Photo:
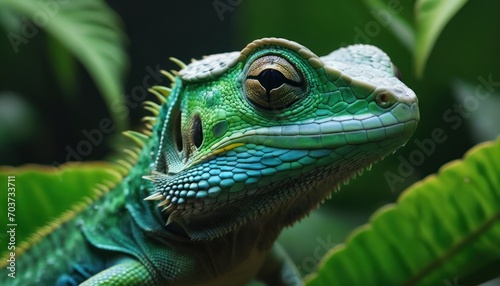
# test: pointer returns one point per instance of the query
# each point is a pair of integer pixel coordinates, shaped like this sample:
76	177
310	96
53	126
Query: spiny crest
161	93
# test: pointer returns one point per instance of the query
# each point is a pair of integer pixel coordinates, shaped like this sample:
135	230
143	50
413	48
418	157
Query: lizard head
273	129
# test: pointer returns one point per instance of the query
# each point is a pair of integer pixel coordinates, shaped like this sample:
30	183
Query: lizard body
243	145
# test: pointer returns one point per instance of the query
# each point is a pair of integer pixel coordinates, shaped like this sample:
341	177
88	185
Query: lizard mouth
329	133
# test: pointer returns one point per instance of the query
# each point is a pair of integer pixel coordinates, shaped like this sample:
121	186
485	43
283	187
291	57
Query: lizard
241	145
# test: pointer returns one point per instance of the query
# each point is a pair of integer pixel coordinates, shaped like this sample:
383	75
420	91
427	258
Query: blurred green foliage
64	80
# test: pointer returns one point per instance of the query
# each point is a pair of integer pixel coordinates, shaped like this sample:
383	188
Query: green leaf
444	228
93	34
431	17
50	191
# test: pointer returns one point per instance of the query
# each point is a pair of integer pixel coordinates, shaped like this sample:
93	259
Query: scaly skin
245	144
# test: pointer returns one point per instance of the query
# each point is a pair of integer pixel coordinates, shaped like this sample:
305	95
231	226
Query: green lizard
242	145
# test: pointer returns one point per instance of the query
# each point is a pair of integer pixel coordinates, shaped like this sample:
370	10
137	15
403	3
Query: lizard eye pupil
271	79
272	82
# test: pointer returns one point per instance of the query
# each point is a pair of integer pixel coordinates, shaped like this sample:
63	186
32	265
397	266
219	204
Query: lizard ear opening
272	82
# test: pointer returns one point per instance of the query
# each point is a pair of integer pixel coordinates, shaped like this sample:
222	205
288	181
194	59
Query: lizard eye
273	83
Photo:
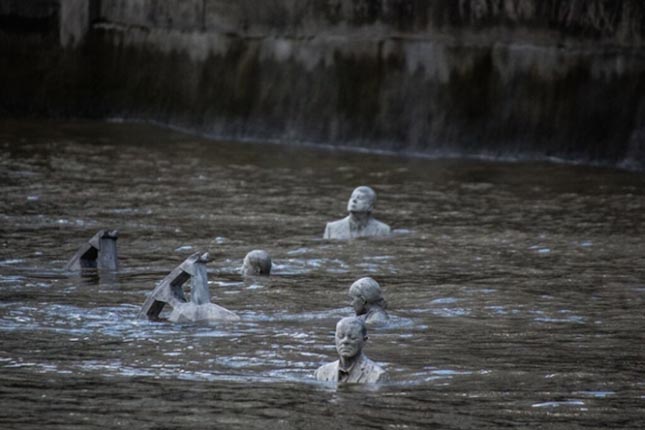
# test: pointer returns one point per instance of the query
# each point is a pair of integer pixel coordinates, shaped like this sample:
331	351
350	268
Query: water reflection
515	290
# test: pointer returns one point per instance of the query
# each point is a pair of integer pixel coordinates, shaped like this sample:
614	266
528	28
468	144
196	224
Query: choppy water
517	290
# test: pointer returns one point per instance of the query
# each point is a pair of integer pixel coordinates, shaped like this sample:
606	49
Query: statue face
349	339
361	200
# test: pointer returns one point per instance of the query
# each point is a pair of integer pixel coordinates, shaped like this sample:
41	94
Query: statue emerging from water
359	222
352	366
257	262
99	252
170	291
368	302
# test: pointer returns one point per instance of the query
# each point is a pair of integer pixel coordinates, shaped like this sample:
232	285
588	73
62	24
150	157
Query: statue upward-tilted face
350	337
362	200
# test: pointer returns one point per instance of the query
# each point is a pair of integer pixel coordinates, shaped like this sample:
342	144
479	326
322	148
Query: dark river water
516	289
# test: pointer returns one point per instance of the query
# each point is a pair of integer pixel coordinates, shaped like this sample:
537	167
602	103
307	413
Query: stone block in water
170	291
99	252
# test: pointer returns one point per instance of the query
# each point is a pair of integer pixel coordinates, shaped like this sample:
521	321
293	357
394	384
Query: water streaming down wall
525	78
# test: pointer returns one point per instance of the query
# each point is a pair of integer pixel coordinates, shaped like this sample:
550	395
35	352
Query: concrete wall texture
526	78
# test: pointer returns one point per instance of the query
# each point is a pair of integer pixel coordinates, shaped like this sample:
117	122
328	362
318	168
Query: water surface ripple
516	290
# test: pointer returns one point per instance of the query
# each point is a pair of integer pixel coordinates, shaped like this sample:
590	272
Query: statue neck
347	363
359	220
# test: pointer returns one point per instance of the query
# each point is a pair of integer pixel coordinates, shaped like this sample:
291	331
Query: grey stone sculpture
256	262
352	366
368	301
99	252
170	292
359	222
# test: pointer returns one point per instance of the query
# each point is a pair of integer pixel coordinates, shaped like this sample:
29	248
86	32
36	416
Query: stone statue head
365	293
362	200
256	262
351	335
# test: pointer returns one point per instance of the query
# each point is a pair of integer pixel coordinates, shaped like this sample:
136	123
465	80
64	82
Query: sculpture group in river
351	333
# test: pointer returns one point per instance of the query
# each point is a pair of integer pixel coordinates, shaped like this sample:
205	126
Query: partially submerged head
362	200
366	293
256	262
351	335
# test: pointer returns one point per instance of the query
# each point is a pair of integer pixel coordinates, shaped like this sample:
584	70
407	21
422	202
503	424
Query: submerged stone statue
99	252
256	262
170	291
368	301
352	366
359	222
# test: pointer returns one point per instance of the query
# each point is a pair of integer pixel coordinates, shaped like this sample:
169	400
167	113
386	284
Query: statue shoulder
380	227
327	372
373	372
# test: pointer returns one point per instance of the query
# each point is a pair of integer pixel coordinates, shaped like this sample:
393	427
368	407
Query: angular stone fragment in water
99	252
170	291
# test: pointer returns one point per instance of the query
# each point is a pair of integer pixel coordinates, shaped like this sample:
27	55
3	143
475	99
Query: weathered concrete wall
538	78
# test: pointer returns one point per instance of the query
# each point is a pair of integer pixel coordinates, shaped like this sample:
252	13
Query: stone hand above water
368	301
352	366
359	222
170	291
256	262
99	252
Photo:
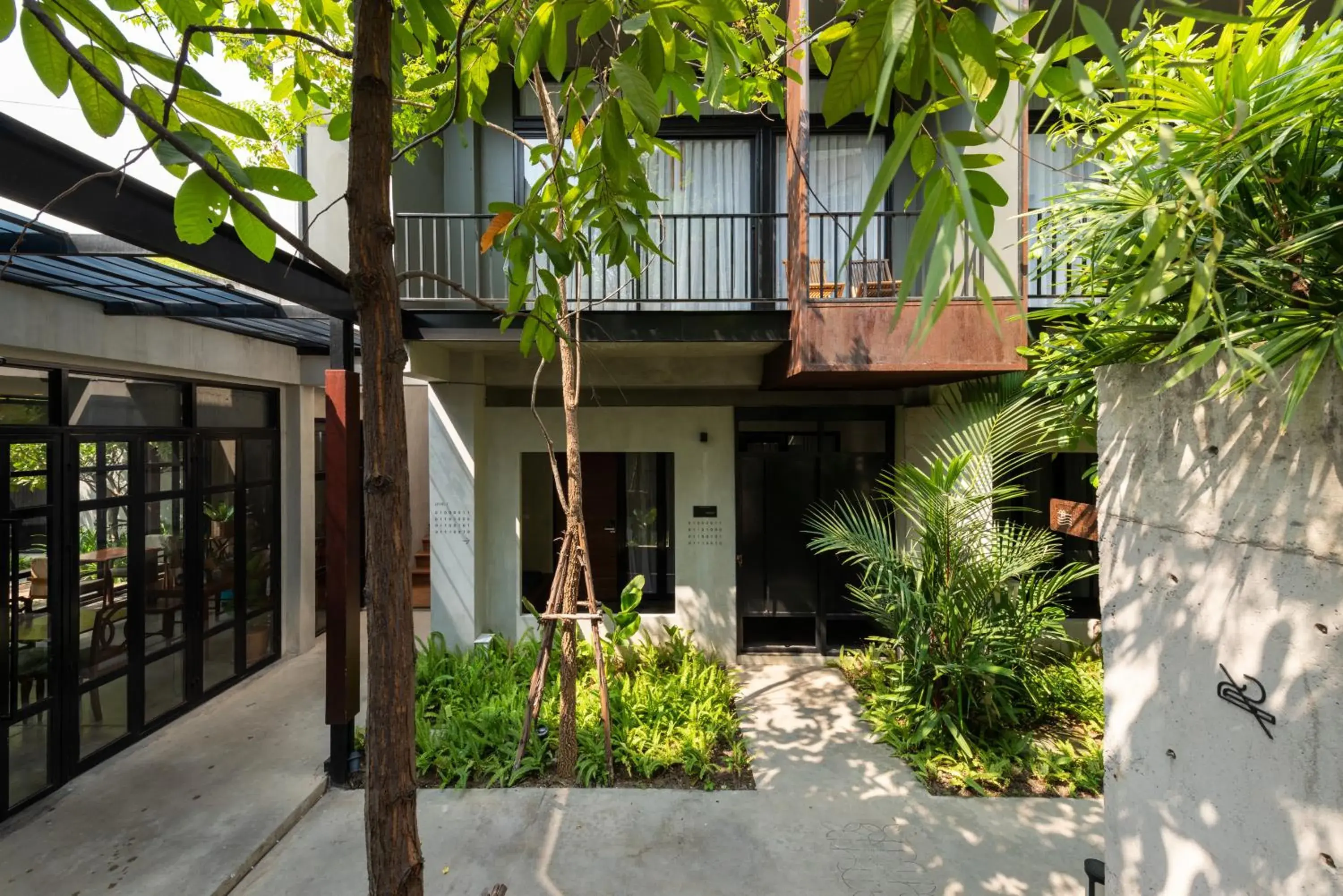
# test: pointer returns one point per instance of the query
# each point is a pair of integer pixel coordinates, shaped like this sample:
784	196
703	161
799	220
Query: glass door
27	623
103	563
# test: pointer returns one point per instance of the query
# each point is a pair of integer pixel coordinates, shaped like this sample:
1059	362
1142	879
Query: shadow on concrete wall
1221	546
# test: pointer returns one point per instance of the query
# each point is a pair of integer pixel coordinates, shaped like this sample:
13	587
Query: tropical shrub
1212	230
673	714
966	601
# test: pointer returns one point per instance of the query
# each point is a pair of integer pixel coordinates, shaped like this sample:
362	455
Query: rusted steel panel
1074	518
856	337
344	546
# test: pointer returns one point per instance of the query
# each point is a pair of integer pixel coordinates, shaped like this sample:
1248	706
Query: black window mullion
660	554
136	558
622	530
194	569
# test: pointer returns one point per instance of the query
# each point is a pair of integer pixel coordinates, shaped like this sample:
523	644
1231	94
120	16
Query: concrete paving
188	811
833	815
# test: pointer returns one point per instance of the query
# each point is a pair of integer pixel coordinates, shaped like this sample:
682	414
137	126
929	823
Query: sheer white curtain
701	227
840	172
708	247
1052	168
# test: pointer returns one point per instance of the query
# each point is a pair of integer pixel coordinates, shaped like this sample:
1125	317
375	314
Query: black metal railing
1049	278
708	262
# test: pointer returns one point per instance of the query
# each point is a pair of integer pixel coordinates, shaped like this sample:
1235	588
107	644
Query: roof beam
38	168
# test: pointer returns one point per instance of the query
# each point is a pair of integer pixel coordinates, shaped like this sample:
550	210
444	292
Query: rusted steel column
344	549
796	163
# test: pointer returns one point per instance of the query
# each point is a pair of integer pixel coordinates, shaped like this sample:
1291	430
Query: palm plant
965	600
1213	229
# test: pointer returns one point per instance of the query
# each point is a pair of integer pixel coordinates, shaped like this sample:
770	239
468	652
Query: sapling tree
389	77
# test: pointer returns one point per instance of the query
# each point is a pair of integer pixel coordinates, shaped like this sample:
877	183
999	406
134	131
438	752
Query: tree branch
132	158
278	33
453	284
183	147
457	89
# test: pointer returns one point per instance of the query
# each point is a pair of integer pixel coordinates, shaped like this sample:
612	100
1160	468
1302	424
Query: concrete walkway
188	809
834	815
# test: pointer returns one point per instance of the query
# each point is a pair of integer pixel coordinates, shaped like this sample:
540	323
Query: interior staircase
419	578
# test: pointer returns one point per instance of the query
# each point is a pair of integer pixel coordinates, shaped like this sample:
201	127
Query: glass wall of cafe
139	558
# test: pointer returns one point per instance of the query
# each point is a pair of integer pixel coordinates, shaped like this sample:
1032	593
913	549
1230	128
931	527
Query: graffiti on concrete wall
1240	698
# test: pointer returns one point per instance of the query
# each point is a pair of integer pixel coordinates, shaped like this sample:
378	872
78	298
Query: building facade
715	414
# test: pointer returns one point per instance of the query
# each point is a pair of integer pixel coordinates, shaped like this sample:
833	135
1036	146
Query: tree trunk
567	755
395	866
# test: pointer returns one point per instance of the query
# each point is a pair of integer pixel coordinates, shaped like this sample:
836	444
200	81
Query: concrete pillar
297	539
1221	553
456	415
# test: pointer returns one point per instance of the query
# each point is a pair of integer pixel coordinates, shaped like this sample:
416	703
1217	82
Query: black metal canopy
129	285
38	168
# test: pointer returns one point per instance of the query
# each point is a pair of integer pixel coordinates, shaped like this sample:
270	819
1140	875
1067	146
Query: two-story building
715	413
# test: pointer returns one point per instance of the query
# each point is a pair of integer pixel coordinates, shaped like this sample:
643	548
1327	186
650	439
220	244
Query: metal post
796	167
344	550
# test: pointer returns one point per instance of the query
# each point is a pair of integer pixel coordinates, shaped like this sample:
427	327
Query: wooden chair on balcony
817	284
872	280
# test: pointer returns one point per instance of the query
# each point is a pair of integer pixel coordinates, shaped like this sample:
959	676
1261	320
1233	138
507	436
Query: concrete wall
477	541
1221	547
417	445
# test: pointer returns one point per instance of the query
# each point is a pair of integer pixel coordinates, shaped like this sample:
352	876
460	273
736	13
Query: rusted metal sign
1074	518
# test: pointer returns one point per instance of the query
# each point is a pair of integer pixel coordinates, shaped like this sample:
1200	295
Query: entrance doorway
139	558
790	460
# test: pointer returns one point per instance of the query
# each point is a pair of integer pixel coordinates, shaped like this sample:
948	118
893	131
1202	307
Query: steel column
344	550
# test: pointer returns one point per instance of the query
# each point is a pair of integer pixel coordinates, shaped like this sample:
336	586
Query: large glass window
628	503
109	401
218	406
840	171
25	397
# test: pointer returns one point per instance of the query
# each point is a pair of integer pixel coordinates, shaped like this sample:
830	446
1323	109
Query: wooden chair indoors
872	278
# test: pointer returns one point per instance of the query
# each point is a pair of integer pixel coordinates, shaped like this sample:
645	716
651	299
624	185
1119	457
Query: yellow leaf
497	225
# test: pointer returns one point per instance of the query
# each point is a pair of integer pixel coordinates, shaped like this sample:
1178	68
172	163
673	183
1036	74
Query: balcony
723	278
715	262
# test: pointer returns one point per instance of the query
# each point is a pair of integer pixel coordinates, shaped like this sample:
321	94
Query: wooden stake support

+--

**Directive**
Extract every line of the rows above that contains the word "chair". Case counts, so a match must have the same capital and lowercase letters.

**Written reply**
Query: wooden chair on balcony
Query: wooden chair indoors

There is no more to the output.